Could you count the lines in the entries beneath that hold the word "instance"? Respond with the number alone.

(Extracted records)
---+---

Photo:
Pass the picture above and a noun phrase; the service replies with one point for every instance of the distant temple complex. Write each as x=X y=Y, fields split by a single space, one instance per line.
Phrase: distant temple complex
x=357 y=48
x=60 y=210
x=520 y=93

---+---

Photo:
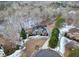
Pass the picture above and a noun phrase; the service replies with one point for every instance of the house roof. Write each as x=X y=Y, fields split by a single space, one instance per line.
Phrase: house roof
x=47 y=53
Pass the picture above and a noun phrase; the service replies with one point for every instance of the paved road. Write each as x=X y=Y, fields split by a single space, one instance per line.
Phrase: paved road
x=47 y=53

---+---

## YOUR SOLUTION
3